Квант жизни и творчества П. Целана – преодоление. По-юнгиански понятый творческий процесс Целана непременно включает сублимацию от переживаемых страданий в высшее напряжение креативной энергии, рождающей пусть в миражности, но Свет, Жизнь, ее титанические задачи и цели. Для Целана – это поиск новых выразительных возможностей поэтического языка. У спокойных истоков биографии – увлечение сюрреализмом, а затем вторглась История, меняющая политическую карту городов. Родители погибли в концлагере, жизнь П. Целана разорвана надвое: вина (что жив) перед родителями побуждает рваться к «свету» университетских аудиторий, но геноцид евреев заставляет спасаться бегством из города в город, из одной страны в другую, пока в 1948 г. он не достиг Парижа. Где произошел подсознательный надлом – когда он, голодный, пешком пробирался из родных Черновиц в Румынию, или когда, попав в гетто, трудовой концлагерь, подвергся жестоким избиениям (и до конца жизни у него, по воспоминаниям друзей, остался как охраняющий жест рука перед грудью)? Все это сказалось в 1965 г.: депрессивные редкие состояния сменялись психологическим кризисом, и гениальный Целан, как гениальный Антонен Арто, делил творчество, публичные выступления с лечением в психолечебнице. Развод с женой. Жена и сын продолжали заботиться о нем. «Тяжелея легче стать» – один из последних афоризмов П. Целана. Но силы были уже истощены, и Целан покончил жизнь самоубийством – 20 апреля 1970 г. он бросился в Сену.

[Сохранённые записи данных]
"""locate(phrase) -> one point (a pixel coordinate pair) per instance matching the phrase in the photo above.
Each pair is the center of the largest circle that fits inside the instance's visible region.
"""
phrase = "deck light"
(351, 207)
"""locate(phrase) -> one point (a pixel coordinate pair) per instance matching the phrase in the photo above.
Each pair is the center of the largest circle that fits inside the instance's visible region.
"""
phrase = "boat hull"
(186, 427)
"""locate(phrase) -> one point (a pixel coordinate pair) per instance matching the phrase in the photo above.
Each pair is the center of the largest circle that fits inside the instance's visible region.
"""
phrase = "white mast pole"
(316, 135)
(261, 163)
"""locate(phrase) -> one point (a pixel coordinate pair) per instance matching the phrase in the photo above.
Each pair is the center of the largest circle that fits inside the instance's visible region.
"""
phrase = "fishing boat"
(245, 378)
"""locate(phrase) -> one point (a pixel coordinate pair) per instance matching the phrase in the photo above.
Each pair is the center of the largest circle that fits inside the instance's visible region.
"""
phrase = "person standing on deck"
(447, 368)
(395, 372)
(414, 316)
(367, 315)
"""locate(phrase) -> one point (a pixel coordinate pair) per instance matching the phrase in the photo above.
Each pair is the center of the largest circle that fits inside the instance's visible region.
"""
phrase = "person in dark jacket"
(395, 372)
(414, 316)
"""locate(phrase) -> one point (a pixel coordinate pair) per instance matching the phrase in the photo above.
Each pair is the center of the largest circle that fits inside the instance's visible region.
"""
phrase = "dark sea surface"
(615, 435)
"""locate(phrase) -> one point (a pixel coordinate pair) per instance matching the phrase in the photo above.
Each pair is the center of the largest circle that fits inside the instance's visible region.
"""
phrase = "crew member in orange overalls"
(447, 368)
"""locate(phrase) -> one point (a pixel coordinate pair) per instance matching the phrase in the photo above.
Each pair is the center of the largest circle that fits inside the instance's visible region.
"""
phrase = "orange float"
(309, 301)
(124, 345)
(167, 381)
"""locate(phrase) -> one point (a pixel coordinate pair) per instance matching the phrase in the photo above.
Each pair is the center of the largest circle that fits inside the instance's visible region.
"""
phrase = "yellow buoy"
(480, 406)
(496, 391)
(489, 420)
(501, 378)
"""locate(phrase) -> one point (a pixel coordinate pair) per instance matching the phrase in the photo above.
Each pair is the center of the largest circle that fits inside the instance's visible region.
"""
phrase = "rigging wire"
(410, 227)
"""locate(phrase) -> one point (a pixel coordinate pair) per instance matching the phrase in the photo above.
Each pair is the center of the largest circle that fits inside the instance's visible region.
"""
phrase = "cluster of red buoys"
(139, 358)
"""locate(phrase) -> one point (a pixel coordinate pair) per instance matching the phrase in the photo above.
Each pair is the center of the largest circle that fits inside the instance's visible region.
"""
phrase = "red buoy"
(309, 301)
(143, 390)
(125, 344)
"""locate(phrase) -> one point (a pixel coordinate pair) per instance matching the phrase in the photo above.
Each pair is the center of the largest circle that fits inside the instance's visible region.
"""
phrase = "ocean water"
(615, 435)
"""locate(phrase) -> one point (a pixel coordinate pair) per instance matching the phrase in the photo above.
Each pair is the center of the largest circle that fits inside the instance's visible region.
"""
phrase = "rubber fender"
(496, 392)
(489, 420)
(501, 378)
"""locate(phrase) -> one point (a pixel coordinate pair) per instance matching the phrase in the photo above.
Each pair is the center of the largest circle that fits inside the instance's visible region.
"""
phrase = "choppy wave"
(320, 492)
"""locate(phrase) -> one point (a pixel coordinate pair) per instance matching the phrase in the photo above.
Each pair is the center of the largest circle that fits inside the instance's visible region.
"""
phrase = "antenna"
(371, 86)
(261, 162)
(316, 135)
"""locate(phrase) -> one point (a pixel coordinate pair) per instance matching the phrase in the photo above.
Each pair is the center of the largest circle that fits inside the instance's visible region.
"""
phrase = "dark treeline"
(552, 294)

* _Ваше задание_:
Продолжите текст о жизни и творчестве Целана, начав сразу после его последнего предложения.

* _Ответ_:
Эстетическим манифестом жизни и творчества Целана может быть стихотворение, посвященное О. Мандельштаму, собрату и по страданиям, и по перу.
Лексические смысловые центры «лучись», «луч», «свет» держат императивно возможность счастья. Но Целан сразу узнаваем по многозначности каждого слова, многоуровневой структуре стиха, зыбкости, миражности поэтического звучания. На обыденный земной уровень накладывается онтологический («у звезды учись»), художественно-эстетический с рекламацией неоднозначности: вторая строфа – контроверза по отношению к первой: «свет», «луч» теперь коррелируют с «шепотом», «лепетом», а возврат стиха к началу его описывает круг, и стихотворение предстает во всей своей фактуре. «В кругу лучись» уже звучит как эстетическая идиома Целана. Ритмико-рифмованный стих – дар Целана в честь Мандельштама. Сам он привержен к верлибру.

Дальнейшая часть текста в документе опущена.